Istruzione 1: Estragga tutte le righe dei record in cui compare la parola "lamp", rispettando la distinzione tra maiuscole e minuscole.

Estratto del documento:
- - - - - - -

Le case alte e le palme di teologhe, ebraiste, rabbine, pastore, psicologhe e filosofe



di Stefano Sodaro


Difficile che le palme crescano e svettino in collina, anche se ad Asmara, capitale dell’Eritrea – 2400 metri sul livello del mare – sono effettivamente rigogliose nella loro imponenza. Da noi, nel nostro Paese, si usa talora parlare di “case sparse”, che possono addirittura diventare identificativo di una precisa residenza, “località Case Sparse” (forse qualcuno/a ha presente), con inevitabili, ma magari improprie e per nulla desiderate, connessioni eremitiche.

Nelle case alte ci si potrebbe forse rifugiare durante una guerra, un’aggressione armata, o forse, all’opposto, potrebbero essere facile obiettivo di bombe e granate, di violenze lontano dagli occhi di tutti.

Nelle case sparse invece non ci si rifugia, i ricordi dei massacri nazifascisti sugli Appennini appartengono alla nostra memoria storica per sempre.

- - - - - - -

Record del dataset:
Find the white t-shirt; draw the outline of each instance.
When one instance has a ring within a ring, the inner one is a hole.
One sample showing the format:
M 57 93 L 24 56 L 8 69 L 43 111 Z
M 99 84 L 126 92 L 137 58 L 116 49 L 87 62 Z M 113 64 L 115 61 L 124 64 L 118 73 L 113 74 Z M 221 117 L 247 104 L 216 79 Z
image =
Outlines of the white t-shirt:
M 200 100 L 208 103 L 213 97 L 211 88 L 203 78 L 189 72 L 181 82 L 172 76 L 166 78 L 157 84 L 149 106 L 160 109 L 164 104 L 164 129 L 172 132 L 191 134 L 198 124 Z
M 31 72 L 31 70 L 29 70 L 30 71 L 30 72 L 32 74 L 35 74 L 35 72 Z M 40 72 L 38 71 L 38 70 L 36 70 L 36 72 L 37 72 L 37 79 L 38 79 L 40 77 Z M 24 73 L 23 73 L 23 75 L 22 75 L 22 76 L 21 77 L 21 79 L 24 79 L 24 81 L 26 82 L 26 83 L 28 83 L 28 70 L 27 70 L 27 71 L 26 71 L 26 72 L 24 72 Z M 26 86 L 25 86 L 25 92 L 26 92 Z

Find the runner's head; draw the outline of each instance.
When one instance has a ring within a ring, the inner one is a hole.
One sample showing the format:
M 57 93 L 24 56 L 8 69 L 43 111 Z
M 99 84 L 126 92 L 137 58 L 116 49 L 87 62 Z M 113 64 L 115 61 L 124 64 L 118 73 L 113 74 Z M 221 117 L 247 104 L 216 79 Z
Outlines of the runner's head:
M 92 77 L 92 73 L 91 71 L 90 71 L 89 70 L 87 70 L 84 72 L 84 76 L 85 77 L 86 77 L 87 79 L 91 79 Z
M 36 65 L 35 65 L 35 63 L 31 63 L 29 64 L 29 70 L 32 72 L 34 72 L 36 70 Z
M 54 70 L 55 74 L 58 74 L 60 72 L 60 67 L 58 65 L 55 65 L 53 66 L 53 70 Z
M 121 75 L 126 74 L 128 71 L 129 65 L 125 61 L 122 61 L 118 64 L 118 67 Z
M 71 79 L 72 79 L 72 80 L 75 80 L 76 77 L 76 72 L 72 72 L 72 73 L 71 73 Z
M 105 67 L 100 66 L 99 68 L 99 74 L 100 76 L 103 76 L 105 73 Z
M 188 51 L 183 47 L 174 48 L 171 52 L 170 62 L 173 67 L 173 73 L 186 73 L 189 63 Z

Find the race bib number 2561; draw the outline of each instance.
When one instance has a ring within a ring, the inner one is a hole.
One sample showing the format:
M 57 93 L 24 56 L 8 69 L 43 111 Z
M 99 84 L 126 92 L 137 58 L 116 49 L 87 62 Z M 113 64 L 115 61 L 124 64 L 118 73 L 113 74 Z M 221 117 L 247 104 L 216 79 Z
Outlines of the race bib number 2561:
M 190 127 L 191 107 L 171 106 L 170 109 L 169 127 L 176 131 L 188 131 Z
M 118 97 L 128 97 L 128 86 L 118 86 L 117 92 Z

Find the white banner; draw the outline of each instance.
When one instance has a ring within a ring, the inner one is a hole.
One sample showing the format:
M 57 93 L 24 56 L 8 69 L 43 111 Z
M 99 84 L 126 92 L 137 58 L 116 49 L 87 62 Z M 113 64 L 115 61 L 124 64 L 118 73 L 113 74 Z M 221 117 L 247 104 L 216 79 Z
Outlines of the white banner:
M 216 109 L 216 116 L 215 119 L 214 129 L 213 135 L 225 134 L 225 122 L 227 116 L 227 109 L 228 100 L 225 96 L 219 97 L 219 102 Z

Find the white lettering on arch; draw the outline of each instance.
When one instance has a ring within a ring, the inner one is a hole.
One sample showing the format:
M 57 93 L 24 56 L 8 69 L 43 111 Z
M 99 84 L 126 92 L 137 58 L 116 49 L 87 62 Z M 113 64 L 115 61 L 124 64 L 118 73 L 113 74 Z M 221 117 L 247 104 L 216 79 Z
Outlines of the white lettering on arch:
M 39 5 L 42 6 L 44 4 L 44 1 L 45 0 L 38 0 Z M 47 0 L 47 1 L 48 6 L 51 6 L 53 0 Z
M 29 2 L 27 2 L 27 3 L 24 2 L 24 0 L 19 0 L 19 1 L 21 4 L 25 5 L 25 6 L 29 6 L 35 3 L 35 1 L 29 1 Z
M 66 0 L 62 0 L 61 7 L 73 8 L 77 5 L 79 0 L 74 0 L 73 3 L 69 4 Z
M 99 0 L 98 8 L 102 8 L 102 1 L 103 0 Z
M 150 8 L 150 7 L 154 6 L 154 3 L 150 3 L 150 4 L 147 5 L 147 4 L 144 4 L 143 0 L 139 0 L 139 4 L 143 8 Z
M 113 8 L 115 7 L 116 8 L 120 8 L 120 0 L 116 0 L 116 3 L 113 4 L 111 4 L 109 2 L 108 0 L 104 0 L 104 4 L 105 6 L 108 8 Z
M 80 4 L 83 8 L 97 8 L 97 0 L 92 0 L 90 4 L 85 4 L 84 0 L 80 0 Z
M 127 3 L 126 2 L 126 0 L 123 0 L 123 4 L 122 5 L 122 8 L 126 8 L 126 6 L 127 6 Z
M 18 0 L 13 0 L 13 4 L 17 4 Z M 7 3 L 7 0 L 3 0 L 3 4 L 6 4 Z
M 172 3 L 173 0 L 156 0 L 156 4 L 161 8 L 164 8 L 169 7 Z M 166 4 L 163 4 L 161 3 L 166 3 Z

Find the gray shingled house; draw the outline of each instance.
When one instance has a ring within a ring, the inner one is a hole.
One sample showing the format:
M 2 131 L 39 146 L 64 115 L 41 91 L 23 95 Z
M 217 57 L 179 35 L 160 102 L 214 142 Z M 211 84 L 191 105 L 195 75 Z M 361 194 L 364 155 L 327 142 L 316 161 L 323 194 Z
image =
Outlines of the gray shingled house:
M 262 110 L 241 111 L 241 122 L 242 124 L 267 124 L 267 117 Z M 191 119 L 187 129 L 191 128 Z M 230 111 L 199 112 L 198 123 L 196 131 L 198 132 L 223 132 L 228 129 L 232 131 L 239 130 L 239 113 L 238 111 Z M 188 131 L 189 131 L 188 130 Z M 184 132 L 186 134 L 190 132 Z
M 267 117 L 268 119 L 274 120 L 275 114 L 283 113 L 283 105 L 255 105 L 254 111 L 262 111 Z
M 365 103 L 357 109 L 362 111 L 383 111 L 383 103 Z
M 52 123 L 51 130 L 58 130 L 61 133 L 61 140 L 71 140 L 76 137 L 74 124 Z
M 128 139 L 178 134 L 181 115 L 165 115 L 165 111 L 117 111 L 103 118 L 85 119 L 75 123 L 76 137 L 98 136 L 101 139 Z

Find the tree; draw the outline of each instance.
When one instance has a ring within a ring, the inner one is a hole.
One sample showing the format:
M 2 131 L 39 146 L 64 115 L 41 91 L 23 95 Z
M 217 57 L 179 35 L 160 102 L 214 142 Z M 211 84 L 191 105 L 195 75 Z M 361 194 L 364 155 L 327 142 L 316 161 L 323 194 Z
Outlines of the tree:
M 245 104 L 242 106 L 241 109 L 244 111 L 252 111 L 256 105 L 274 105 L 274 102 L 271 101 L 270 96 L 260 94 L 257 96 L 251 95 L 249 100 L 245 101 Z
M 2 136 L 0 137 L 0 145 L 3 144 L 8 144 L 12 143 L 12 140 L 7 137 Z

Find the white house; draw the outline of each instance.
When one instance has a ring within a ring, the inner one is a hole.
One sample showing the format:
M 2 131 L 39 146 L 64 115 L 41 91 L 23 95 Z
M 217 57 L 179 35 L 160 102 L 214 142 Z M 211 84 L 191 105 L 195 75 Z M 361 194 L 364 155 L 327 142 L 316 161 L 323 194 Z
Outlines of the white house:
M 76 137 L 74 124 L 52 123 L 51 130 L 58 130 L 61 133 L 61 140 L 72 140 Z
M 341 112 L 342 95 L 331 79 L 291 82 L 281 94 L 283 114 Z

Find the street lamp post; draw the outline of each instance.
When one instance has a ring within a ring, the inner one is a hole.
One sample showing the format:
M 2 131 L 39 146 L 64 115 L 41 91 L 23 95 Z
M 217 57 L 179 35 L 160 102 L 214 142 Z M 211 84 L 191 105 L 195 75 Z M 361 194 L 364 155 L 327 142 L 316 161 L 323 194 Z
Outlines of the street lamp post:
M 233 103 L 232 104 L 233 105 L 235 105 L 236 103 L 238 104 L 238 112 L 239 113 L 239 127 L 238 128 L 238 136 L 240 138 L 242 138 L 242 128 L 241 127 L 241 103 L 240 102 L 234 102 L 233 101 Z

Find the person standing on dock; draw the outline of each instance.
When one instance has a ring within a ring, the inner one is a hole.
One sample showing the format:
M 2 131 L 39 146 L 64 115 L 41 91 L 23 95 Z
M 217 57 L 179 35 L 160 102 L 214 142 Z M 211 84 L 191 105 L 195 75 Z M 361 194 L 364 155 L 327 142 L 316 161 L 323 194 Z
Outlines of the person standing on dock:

- - - - - - -

Istruzione 2: Riscriva il passo dell'estratto che inizia con le parole "di Stefano Sodaro" e si chiude dopo "storica per sempre.", sostituendo "palme" con "querce".

Risultato completo 1:
Find the street lamp post; draw the outline of each instance.
Outlines of the street lamp post:

Risultato completo 2:
di Stefano Sodaro


Difficile che le querce crescano e svettino in collina, anche se ad Asmara, capitale dell’Eritrea – 2400 metri sul livello del mare – sono effettivamente rigogliose nella loro imponenza. Da noi, nel nostro Paese, si usa talora parlare di “case sparse”, che possono addirittura diventare identificativo di una precisa residenza, “località Case Sparse” (forse qualcuno/a ha presente), con inevitabili, ma magari improprie e per nulla desiderate, connessioni eremitiche.

Nelle case alte ci si potrebbe forse rifugiare durante una guerra, un’aggressione armata, o forse, all’opposto, potrebbero essere facile obiettivo di bombe e granate, di violenze lontano dagli occhi di tutti.

Nelle case sparse invece non ci si rifugia, i ricordi dei massacri nazifascisti sugli Appennini appartengono alla nostra memoria storica per sempre.